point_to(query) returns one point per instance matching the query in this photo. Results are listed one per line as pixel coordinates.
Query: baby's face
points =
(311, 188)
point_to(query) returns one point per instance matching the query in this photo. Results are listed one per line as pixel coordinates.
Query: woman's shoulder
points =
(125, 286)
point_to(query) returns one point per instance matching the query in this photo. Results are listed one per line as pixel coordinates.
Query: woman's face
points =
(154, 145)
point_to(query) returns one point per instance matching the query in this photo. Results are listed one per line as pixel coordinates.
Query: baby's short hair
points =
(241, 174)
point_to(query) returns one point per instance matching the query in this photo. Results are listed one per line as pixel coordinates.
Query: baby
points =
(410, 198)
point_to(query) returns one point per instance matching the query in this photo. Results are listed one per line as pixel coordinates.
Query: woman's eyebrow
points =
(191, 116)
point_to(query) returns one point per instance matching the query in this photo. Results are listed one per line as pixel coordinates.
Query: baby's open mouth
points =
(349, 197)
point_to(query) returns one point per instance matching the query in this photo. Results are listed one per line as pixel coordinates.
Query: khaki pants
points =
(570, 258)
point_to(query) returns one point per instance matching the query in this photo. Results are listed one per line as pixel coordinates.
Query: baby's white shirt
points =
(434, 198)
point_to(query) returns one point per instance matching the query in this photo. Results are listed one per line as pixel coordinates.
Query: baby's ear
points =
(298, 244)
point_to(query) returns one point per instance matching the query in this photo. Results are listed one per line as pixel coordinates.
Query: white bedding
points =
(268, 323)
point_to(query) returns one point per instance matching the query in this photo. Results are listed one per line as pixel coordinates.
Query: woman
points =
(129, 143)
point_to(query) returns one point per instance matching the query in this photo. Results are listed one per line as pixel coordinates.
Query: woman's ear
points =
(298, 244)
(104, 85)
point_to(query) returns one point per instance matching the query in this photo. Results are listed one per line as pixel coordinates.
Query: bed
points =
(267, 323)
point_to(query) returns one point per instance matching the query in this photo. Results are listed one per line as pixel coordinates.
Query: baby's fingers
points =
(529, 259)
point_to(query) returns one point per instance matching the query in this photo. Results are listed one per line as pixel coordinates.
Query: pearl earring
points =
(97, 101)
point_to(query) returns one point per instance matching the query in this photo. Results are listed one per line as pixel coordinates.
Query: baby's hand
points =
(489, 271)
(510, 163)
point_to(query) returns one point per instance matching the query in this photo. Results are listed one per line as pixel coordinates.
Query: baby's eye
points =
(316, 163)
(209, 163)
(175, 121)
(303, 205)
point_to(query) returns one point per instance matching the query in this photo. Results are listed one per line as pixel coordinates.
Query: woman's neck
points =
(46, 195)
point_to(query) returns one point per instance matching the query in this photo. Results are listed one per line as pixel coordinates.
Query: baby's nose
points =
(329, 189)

════════════════════

■ DIRECTIONS FOR THIS TASK: Give all of the entries again, word for word.

■ WORKED SOLUTION:
point_to(query) returns one point per instance matching the query in this photo. Results are listed one per line as pixel coordinates.
Query: baby's face
points =
(311, 188)
point_to(query) returns one point per instance matching the query in this photo. Results are listed one per line as pixel coordinates.
Query: woman's shoulder
points =
(125, 286)
point_to(query) returns one point per instance matching the query in this photo. Results are listed one per line as pixel coordinates.
Query: woman's face
points =
(154, 145)
point_to(query) returns one point per instance matching the query in this photo. Results are listed one per line as pixel coordinates.
Query: baby's short hair
points =
(241, 174)
point_to(query) returns one point per instance matching the query in this photo. Results are listed one per line as pixel coordinates.
Query: baby
points =
(410, 198)
point_to(query) returns one point per instance matching the query in this photo. Results are listed one per line as pixel coordinates.
Query: woman's eyebrow
points =
(191, 116)
point_to(query) returns one point per instance matching the query in this photo. Results are listed one per line as pixel coordinates.
Query: baby's open mouth
points =
(349, 197)
point_to(query) returns one point per instance matching the query in this photo. Results are listed one per line as pixel coordinates.
Query: khaki pants
points =
(570, 258)
point_to(query) returns one point per instance matching the query in this photo. Results are listed one per line as pixel coordinates.
Query: baby's white shirt
points =
(434, 198)
point_to(query) returns one point per instance matching the query in this photo. Results are listed one per line as pixel coordinates.
Query: baby's ear
points =
(298, 244)
point_to(query) returns one point per instance matching the query in this photo. Results are listed one per line as pixel coordinates.
Query: white bedding
points =
(268, 323)
point_to(query) returns one point per instance matching the query in this photo. Results are listed one per line as pixel coordinates.
Query: woman
points =
(129, 143)
point_to(query) returns one point per instance matching the query in this photo. Results are listed one per line as pixel coordinates.
Query: woman's ear
points =
(298, 244)
(104, 85)
point_to(query) returns one point per instance matching the query in this photo. Results are listed one per line as pixel coordinates.
Query: bed
points =
(267, 323)
point_to(query) returns one point per instance matching the query in this photo. Results are listed one per line as pixel coordinates.
Query: baby's fingers
points =
(529, 259)
point_to(query) returns one point per instance matching the query in this photo. Results are listed one per line as pixel coordinates.
Query: pearl earring
points =
(97, 101)
point_to(query) returns one point per instance matching the query in this photo. Results are listed one per line as pixel coordinates.
Query: baby's hand
points =
(489, 271)
(510, 163)
point_to(query) returns one point per instance matching the query in this photo. Results are listed one per line as pixel coordinates.
Query: baby's eye
points =
(316, 163)
(209, 163)
(175, 121)
(303, 205)
point_to(query) returns one point per instance matching the query in this photo. Results are listed one per line as pixel coordinates.
Query: woman's neck
points =
(46, 195)
point_to(query) returns one point per instance matching the query in this photo. Results are listed one per line as pixel coordinates.
Query: baby's nose
points =
(329, 189)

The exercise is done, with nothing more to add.